======== Selected text
Implication: despite the fact that $\text{cov}(\varepsilon_i, \varepsilon_j)=0$ under the weaker linear model, $\text{cov}(e_i, e_{j}) \neq 0$.

Covariance Between Vectors

For $Z\in \mathbb{R}^m$, $Y\in \mathbb{R}^n$ random vectors:

\begin{align*} \text{Cov}(Z,Y) &= \text{E}[(Z-\text{E}(Z))(Y-\text{E}(Y))^\top]\\ &= \text{E}(ZY^\top) - \text{E}(Z)\text{E}(Y)^\top\\ &=\left( \begin{array}{cccc} \text{cov}(Z_1, Y_1) & \cdots & \cdots & \text{cov}(Z_1, Y_n) \\ \text{cov}(Z_2, Y_1) & \text{cov}(Z_2,Y_2) & \cdots & \text{cov}(Z_2, Y_n) \\ \vdots & \ddots & \ddots & \vdots \\ \text{cov}(Z_m, Y_1) & \cdots & \cdots & \text{cov}(Z_m, Y_n) \end{array} \right) \end{align*}

Covariance Between Vectors

$\text{Cov}(Z,Y) \in \mathbb{R}^{m\times n}$; $\text{Cov}(Z,Y) = \text{Cov}(Y,Z)^\top$. $\text{Cov}(Z,Z) = \text{Var}(Z)$.

Properties of Covariance

For $A\in \mathbb{R}^{d\times m}$, $B\in \mathbb{R}^{k\times n}$:

\[ \text{Cov}(AZ, BY) = A\text{Cov}(Z,Y)B^\top \]

Covariance Between Residuals and Fitted Values

Using this definition, we can characterize the covariance between residuals and fitted values under the weaker linear model:

Covariance of Residuals and Fitted Values

Under the weaker linear model

\[ \text{Cov}(e,\hat{y}) = \text{Cov}((I-H)y, Hy) = 0. \]

For any $i,j=1,\dots,n$, $\text{cov}(e_i, \hat{y}_j) = 0$.

Covariance Between Residuals and Fitted Values

This is distinct from the result that the sample covariance between $e$ and $\hat{y}$ equals zero when running regression with an intercept, $\widehat{\text{cov}}(e, \hat{y}) = 0$.

  • $\text{cov}(e_i, \hat{y}_i) = 0$: Property of random variables across data sets under the linear model.

  • $\widehat{\text{cov}}(e, \hat{y}) = 0$: Algebraic property.

The Distribution of Residuals and Fitted Values

Let's now consider the distribution of the residuals and fitted values:

Distribution of Residuals and Fitted Values

Under the stronger linear model,

\[ \left( \begin{array}{c} e \\ \hat{y} \end{array} \right) \sim \text{MVN}\left( \left( \begin{array}{c} 0 \\ X\beta \end{array} \right), \left( \begin{array}{c c} (I-H)\sigma^2_\varepsilon & 0 \\ 0 & H\sigma^2_\varepsilon \end{array} \right) \right) \]

Implications under the stronger linear model:

  • $e_i \sim N(0, (1-h_{ii})\sigma^2_\varepsilon)$.
================
======== Data provided
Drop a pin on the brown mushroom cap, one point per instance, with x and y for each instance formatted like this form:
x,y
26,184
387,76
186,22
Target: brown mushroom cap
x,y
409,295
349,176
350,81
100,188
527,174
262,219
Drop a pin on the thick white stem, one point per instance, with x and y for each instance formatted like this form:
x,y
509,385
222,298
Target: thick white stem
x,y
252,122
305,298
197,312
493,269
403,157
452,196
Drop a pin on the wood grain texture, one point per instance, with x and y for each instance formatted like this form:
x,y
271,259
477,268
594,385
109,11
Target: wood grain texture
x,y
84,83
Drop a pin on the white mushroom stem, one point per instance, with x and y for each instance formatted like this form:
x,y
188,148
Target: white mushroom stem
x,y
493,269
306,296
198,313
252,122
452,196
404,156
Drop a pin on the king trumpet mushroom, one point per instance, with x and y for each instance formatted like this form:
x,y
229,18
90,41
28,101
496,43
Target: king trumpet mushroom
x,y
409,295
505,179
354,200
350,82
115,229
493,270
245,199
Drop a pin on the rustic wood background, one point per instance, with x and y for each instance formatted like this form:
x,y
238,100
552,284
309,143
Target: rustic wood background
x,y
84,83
================
Exercise goal —
Repeat the passage from the text on residuals and fitted values that begins at the words "This is distinct" and stops after "the linear model.", switching "intercept" to "constant term".

Task result —
This is distinct from the result that the sample covariance between $e$ and $\hat{y}$ equals zero when running regression with an constant term, $\widehat{\text{cov}}(e, \hat{y}) = 0$.

  • $\text{cov}(e_i, \hat{y}_i) = 0$: Property of random variables across data sets under the linear model.